§ MATERIAL FOR THE TASK:
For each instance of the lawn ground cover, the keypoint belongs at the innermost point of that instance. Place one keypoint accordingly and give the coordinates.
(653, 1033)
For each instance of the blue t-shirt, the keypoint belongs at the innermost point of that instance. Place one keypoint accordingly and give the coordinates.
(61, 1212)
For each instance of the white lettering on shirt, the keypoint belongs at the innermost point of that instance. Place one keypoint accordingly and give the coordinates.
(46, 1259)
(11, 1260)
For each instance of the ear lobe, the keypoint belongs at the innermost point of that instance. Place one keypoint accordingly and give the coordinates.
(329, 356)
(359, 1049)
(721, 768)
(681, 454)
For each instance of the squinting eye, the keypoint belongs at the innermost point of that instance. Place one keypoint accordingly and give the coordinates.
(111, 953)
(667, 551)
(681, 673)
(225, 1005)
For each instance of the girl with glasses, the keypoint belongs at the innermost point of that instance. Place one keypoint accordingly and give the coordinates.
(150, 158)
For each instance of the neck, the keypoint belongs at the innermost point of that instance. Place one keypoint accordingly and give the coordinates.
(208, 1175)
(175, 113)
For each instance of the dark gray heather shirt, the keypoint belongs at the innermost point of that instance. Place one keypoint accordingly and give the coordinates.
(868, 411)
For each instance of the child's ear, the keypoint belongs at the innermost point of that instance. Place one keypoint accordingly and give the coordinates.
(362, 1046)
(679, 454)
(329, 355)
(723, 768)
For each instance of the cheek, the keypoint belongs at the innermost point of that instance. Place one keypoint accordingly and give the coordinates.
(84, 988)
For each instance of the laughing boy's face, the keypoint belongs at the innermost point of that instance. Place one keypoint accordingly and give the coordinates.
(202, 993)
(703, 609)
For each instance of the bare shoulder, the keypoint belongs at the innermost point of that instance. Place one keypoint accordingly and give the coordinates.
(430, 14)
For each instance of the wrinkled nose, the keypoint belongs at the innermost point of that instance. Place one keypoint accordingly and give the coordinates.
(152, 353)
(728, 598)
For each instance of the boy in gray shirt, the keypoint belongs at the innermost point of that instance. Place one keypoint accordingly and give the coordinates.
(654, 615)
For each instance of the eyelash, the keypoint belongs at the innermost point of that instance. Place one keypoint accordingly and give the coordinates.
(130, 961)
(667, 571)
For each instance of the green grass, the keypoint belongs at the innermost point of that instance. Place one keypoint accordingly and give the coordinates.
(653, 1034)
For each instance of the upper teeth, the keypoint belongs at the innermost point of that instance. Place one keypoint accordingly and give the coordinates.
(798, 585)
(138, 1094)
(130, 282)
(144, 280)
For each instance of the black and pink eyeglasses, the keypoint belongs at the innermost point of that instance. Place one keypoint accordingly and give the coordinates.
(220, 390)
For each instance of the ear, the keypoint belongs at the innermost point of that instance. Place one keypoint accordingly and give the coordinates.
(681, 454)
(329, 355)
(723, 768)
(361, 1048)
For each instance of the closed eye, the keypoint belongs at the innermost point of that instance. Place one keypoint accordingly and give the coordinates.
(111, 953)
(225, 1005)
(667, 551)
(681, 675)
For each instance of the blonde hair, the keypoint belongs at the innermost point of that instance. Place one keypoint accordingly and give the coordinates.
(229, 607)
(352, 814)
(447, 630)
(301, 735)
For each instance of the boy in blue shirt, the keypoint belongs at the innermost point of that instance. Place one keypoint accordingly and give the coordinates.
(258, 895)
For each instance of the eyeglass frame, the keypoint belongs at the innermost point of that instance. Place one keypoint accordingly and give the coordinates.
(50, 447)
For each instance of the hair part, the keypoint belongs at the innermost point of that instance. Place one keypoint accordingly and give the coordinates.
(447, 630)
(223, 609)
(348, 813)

§ WHAT THE EXERCISE ASKS:
The entire listing should be repeated with no line missing and no word altered.

§ YOUR SOLUTION:
For each instance of the lawn ground cover, the keypoint belongs at the innermost point of that instance. Place one keypoint accordingly and give the coordinates.
(653, 1033)
For each instance of the blue t-shirt, the keypoint belongs at the innermost point of that instance. Place one keypoint accordingly and give the coordinates.
(61, 1212)
For each instance of the white lettering on shirt, the keypoint belongs at the innermost point of that instance. Place one keypoint accordingly and give the coordinates.
(46, 1259)
(11, 1260)
For each instance of the ear lobe, the keypoint belongs at the innermost point of that instance. Place one keypoint accordingly and give the coordinates.
(329, 356)
(359, 1049)
(721, 768)
(681, 454)
For each instance of the squinting eye, the keypoint belongs at the innermost point of that instance. Place one keypoint accordingly and give the coordinates.
(111, 953)
(667, 551)
(681, 673)
(225, 1005)
For each instance of the girl with glasses, the keypoint belongs at the innermost point of that instance. Place one keypoint accordingly and give the coordinates.
(150, 158)
For each instance of the neck, the keypoint belongs at the innermost point of that instance. Place one keypoint accordingly and give the coordinates.
(208, 1175)
(175, 113)
For each instance of the dark gray heather shirt, the keypoint belongs at the innermost point of that instance. Place one keypoint accordingly and give the coordinates.
(868, 411)
For each instance of the child's ear, the keypoint belongs at the innermost point of that instance. Place one keypoint accordingly and give the coordinates.
(362, 1046)
(679, 454)
(329, 355)
(723, 768)
For each instance of the cheek, the keypoint belongs at the innermost point of that instance. Place one keypoint accordingly and give the coordinates.
(84, 988)
For each instance of the laughing boy's face, the keypoint belongs at the innermost point of that instance. Place one keypoint accordingly and give the coordinates.
(202, 993)
(703, 609)
For each instance of the bare shoulder, the keypoint belongs at the innermost point of that instance. Place one keypoint accordingly and give the coordinates.
(430, 14)
For each instance of the wrinkled nose, the keypoint belongs at the innermost point of that instance. Place one keypoint accordingly and give the coordinates.
(152, 353)
(728, 598)
For each instance of the boy in gray shirt, the keypoint belongs at the innermost point of that instance. Place one keypoint accordingly and give the coordinates.
(654, 615)
For each instance of the eyelash, the keypoint belongs at the innermost point of that instance. Place one keypoint accordingly and give the coordinates.
(130, 961)
(667, 571)
For each instance of the green grass, the keypoint belongs at the innermost point of that instance. Place one keypoint accordingly and give the coordinates.
(653, 1034)
For each instance of the upper teeth, the keypoint belongs at the innermost point of that instance. Place one keypoint accordingly and give the coordinates.
(798, 585)
(138, 1094)
(130, 282)
(144, 280)
For each instance of the black and pink eyeglasses, the keypoint belongs at the innermost point of that instance. Place one keypoint accordingly and give the coordinates.
(220, 390)
For each instance of the ear, the keypoint belongs at the innermost point of that instance. Place one keypoint accordingly and give the coordinates.
(681, 454)
(329, 355)
(723, 768)
(361, 1048)
For each instance of the closed eye, the keypoint belongs at the innermost point of that instance. Place one keypoint accordingly and give the coordinates.
(111, 953)
(225, 1005)
(667, 551)
(681, 675)
For each instance of the blonde hair, the keypoint belongs at the innermost point of that instance. Place one keypoint accordingly and give the coordinates.
(229, 607)
(352, 814)
(447, 630)
(301, 735)
For each instance of the boy in blue shirt, the keypoint belongs at the innermost point of that instance. Place one keypoint accordingly and give the coordinates.
(258, 895)
For each instance of the eyeglass frame, the keypoint belongs at the innermost point of that instance. Place one keypoint accordingly and give the coordinates.
(50, 447)
For each instance of the hair part, the keypoint belongs at the innermost point of that instance. Place one keypoint accordingly and give the coordinates.
(447, 630)
(223, 609)
(348, 813)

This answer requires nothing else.